___ Dataset records ___

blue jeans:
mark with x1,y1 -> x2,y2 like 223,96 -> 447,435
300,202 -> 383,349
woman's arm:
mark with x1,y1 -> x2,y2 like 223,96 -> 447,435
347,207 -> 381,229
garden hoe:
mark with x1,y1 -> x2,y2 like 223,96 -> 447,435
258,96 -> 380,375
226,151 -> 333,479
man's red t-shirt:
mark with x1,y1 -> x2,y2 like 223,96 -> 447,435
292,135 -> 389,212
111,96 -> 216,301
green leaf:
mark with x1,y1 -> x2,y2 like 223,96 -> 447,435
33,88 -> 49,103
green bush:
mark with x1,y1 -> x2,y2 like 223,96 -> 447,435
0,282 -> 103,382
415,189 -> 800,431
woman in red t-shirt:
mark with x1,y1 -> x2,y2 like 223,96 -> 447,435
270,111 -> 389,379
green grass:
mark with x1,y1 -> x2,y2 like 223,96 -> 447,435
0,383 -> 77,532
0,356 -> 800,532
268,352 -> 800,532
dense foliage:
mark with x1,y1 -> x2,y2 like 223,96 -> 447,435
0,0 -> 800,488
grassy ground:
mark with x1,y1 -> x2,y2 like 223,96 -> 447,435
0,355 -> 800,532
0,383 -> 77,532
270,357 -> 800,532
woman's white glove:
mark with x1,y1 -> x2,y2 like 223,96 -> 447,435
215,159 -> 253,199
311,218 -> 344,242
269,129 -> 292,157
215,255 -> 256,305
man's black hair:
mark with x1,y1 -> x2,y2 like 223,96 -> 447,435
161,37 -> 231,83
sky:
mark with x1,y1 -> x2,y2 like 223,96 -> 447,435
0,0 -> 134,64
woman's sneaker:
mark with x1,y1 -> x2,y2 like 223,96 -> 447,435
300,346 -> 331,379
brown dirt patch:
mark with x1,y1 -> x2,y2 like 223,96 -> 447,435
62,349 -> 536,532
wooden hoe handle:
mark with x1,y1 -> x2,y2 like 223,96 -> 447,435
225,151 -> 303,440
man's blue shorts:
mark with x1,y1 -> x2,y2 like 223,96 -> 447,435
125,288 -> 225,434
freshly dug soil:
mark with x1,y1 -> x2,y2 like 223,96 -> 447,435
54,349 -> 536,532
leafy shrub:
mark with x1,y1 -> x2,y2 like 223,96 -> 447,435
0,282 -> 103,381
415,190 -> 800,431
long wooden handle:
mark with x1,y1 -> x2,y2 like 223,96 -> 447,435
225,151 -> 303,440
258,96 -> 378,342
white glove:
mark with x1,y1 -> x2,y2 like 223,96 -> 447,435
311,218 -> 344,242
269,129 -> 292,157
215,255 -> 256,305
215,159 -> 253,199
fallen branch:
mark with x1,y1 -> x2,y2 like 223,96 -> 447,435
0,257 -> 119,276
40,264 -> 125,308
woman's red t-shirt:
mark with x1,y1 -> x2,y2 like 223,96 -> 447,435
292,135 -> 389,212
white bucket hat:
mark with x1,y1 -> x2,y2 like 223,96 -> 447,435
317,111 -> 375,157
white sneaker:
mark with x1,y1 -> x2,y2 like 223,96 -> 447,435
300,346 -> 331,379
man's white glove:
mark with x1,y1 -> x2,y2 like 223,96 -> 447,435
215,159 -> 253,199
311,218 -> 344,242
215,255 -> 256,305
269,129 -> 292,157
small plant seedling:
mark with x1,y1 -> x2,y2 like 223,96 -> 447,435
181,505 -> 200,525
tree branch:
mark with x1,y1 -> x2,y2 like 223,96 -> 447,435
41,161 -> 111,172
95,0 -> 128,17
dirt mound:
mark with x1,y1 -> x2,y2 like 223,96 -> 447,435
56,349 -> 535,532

___

> [What you have to do] Reproduce the listing from its beginning through the line containing "62,349 -> 536,532", both ends included, replacing "garden hoe" with "rake" and leaving everything else unchanged.

> [Correct output]
blue jeans:
mark with x1,y1 -> x2,y2 like 223,96 -> 447,435
300,202 -> 383,349
woman's arm:
mark with x1,y1 -> x2,y2 like 223,96 -> 447,435
347,207 -> 381,229
rake:
mark with x1,y1 -> x2,y2 like 223,96 -> 447,435
258,96 -> 380,375
226,151 -> 333,479
man's red t-shirt:
mark with x1,y1 -> x2,y2 like 223,96 -> 447,435
292,135 -> 389,212
111,96 -> 216,301
green leaf:
mark with x1,y1 -> x2,y2 like 223,96 -> 447,435
33,88 -> 49,103
green bush:
mark with x1,y1 -> x2,y2 like 223,96 -> 447,435
0,282 -> 103,382
415,189 -> 800,431
woman in red t-shirt:
mark with x1,y1 -> x2,y2 like 223,96 -> 447,435
270,111 -> 389,379
green grass:
mark with x1,y1 -> x2,y2 like 223,96 -> 447,435
0,383 -> 77,532
0,356 -> 800,532
268,352 -> 800,532
dense foliage:
mark with x1,y1 -> x2,y2 like 223,96 -> 447,435
0,0 -> 800,488
grassy ground:
mark with x1,y1 -> x2,y2 like 223,96 -> 447,435
0,355 -> 800,532
0,383 -> 77,532
270,357 -> 800,532
woman's white glove:
mark with x1,y1 -> x2,y2 like 223,96 -> 447,435
215,159 -> 253,199
311,218 -> 344,242
269,129 -> 292,157
215,255 -> 256,305
man's black hair:
mark with x1,y1 -> x2,y2 like 223,96 -> 447,435
161,37 -> 231,83
sky:
mark with x1,y1 -> x2,y2 like 223,96 -> 447,435
0,0 -> 134,64
woman's sneaker:
mark with x1,y1 -> x2,y2 like 223,96 -> 447,435
300,346 -> 331,379
brown dirt patch:
mark with x1,y1 -> x2,y2 like 223,96 -> 447,435
62,349 -> 536,532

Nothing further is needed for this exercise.